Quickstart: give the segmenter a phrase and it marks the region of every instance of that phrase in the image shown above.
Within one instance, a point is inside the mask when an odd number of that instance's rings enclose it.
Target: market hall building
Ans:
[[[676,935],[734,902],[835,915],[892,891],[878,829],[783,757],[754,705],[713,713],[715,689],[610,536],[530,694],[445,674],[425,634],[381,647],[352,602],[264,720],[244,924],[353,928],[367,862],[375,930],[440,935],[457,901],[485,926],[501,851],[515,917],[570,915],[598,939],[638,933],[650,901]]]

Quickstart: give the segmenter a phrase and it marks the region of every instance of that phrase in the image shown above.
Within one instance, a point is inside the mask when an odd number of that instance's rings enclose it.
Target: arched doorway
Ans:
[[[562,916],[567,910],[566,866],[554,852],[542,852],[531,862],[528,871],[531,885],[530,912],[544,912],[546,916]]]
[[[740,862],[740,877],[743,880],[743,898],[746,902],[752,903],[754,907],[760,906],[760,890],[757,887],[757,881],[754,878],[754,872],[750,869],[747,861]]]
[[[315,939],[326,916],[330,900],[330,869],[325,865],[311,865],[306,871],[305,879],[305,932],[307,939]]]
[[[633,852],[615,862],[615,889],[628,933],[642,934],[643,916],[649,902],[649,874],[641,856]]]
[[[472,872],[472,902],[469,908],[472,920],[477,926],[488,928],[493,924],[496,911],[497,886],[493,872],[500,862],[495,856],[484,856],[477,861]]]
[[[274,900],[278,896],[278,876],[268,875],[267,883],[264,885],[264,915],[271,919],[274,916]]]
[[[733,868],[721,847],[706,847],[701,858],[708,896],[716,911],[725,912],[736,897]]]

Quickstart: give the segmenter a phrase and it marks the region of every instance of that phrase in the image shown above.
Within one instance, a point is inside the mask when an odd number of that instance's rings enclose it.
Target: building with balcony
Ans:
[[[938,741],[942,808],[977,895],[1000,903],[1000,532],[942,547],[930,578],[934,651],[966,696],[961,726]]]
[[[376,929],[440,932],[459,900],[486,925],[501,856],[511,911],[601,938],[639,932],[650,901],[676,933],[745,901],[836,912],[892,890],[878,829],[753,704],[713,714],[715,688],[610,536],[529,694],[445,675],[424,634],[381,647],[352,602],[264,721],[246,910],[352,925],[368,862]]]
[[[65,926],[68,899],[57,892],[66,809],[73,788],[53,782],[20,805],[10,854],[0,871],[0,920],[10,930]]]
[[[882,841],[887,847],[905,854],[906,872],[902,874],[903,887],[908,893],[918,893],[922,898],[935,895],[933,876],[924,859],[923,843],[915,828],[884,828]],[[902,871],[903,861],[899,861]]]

※

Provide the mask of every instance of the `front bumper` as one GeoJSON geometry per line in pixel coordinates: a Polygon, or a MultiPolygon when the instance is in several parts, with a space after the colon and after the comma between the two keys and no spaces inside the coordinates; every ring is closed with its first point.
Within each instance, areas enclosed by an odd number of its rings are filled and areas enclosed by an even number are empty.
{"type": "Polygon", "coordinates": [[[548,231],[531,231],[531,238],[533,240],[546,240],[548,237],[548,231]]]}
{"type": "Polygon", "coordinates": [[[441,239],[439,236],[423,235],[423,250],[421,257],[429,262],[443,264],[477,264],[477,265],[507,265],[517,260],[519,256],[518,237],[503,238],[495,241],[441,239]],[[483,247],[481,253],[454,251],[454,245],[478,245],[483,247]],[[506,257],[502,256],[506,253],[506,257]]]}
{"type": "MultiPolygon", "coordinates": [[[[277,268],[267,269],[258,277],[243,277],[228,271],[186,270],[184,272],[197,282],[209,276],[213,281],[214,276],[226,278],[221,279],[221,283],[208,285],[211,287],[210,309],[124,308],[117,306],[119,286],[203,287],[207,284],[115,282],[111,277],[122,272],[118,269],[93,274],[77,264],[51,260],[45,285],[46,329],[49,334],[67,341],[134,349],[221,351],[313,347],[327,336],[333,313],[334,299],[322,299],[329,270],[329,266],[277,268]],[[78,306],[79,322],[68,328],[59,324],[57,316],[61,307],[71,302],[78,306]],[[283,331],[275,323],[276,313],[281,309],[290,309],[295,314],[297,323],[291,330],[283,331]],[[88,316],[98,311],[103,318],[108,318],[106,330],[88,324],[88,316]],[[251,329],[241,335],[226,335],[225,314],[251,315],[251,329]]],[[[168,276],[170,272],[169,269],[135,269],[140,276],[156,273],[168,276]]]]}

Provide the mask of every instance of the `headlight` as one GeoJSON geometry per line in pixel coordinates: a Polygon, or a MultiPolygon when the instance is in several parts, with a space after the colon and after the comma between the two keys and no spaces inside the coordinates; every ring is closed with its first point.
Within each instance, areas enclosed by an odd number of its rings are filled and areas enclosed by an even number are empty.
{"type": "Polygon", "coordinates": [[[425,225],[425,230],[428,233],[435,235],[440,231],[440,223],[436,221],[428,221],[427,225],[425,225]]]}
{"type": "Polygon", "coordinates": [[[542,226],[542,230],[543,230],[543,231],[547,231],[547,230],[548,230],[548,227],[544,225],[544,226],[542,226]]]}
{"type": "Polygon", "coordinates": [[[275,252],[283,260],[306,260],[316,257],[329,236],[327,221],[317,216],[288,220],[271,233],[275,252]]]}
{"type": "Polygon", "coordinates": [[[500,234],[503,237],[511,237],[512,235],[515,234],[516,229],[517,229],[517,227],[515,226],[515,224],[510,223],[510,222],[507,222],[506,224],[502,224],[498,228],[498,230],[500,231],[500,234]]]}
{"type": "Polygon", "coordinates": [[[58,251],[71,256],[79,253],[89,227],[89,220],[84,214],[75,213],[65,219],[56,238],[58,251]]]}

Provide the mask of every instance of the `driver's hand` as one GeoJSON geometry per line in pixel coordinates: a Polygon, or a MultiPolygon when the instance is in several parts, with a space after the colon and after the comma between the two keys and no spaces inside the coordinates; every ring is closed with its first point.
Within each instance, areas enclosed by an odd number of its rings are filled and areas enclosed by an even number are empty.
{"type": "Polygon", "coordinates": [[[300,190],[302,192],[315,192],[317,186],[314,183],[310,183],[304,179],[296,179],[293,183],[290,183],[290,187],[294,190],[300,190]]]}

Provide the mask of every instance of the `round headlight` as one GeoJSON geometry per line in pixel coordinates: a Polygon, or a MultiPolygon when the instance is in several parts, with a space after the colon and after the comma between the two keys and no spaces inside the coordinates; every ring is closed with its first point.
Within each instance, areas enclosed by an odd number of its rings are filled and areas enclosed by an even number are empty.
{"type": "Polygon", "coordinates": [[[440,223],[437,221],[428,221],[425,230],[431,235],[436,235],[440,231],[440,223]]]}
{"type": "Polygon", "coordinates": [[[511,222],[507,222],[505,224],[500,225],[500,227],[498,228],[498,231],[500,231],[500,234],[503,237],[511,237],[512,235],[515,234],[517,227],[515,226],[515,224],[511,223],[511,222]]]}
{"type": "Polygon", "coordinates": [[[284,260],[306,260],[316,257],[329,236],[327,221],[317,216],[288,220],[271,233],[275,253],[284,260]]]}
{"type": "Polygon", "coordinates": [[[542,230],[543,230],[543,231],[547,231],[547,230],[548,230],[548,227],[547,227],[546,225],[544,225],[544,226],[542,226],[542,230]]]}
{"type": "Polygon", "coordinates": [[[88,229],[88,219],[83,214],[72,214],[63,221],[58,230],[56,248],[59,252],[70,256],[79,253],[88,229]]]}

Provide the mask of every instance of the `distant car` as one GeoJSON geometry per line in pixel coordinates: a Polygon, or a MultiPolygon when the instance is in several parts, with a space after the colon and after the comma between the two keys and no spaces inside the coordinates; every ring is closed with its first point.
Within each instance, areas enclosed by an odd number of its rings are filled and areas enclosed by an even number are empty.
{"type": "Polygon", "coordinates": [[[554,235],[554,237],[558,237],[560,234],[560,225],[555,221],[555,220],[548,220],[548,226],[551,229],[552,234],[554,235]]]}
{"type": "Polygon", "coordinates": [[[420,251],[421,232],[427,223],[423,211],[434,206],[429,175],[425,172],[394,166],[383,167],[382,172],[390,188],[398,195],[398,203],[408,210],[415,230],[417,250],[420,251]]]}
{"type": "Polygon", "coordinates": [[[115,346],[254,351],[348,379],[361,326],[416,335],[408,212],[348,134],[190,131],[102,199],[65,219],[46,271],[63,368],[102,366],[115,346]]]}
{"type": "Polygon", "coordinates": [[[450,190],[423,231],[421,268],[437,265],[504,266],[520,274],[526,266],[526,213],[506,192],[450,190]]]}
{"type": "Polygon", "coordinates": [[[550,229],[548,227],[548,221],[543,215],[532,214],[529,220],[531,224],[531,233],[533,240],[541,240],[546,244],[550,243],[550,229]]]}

※

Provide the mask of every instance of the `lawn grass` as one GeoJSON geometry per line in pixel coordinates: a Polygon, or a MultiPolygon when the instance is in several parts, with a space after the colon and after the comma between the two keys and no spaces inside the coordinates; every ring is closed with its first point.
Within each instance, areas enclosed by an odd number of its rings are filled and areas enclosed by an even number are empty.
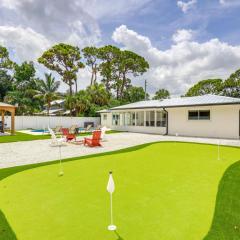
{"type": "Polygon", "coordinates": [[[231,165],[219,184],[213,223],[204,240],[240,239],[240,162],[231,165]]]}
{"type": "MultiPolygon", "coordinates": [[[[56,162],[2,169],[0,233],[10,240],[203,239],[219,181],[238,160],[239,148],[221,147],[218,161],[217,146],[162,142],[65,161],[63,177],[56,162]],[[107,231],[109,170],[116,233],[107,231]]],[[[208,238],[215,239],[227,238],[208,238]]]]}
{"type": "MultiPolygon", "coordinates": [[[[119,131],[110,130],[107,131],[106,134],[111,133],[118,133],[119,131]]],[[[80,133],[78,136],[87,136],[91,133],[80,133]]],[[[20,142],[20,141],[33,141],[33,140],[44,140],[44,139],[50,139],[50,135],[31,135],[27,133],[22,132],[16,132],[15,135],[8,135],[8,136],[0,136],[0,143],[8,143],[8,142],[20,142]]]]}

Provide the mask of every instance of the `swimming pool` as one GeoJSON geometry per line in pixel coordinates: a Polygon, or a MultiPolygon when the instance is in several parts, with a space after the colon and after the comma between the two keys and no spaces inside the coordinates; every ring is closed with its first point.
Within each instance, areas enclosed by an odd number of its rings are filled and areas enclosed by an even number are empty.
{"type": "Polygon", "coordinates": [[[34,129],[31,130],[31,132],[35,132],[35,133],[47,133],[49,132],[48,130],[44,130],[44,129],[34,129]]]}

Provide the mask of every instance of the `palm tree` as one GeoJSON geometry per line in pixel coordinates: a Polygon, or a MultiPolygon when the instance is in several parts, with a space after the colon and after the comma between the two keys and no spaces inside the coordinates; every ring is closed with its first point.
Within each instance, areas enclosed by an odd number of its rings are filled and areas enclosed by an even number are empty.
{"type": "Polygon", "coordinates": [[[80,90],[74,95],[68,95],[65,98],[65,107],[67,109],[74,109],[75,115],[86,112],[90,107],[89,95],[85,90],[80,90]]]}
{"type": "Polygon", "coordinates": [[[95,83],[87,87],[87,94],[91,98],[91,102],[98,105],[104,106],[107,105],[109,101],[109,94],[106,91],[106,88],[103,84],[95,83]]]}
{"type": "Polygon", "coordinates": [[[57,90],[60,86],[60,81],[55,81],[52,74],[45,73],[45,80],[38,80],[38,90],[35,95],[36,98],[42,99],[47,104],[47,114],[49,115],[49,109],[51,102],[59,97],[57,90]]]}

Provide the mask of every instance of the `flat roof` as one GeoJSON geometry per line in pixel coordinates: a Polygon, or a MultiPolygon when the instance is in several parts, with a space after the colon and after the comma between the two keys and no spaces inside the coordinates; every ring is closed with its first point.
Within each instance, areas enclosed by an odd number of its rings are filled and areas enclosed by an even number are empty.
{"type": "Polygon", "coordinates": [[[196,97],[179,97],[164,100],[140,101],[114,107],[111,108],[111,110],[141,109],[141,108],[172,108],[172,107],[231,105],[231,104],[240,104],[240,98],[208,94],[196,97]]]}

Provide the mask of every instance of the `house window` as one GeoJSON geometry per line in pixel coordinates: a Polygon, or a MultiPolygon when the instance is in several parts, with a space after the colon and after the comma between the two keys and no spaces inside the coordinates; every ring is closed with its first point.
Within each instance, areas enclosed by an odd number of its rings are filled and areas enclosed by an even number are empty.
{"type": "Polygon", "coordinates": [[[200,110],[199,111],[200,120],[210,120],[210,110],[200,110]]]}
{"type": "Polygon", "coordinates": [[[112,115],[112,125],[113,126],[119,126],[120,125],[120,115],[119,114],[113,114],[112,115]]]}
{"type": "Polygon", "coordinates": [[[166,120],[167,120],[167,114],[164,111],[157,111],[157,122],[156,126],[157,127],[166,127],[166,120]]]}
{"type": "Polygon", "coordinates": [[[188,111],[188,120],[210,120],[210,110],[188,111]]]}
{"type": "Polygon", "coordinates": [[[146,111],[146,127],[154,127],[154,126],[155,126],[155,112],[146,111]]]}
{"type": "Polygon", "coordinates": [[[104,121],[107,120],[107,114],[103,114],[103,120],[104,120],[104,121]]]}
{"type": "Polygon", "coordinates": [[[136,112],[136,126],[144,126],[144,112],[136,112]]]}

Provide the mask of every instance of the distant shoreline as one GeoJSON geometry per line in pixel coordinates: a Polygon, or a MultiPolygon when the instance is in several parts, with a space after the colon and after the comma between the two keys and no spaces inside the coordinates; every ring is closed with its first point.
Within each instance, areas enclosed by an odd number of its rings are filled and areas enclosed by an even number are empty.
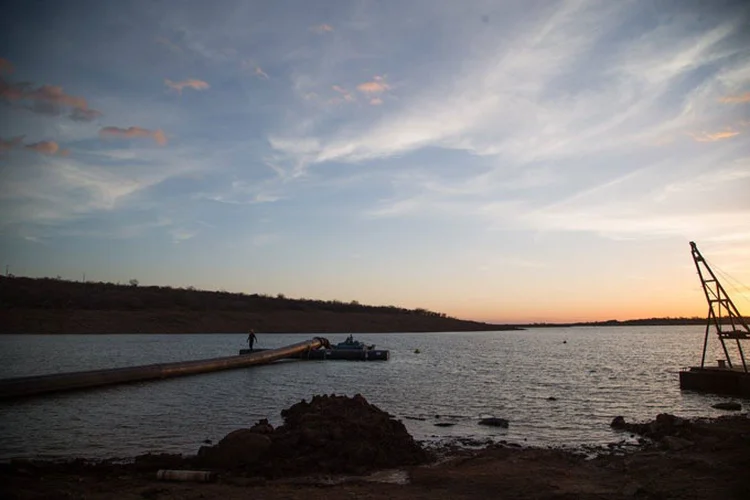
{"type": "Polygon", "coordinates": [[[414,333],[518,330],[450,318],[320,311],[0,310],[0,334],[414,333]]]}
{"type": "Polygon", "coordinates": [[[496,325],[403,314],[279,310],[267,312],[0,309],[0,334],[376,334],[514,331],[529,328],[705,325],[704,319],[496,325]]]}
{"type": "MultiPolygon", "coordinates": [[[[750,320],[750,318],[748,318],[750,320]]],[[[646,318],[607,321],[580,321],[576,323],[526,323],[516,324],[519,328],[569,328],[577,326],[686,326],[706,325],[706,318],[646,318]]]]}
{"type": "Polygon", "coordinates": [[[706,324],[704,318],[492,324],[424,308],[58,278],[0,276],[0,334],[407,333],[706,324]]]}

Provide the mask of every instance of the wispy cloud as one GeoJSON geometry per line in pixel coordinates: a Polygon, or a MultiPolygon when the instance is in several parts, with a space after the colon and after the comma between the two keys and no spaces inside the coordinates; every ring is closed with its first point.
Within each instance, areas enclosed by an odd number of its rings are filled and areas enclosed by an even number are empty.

※

* [TASK TO CARRY OUT]: Scan the material above. Extract every line in which the word "headlight" occurs.

* [PROBLEM SOLUTION]:
Provide the mask of every instance of the `headlight` as one GeoJSON geometry per line in pixel coordinates: a Polygon, or a MultiPolygon when the instance is in several parts, with a space after the colon and after the comma between the two keys and no spaces inside the coordinates; every ring is closed with its first point.
Provide the mask of every instance of the `round headlight` as one GeoJSON geometry per line in pixel coordinates: a Polygon, or a MultiPolygon when the instance is in several parts, with a space after the colon and after the comma between the two keys and no spaces inside the coordinates; every ring is closed with its first point.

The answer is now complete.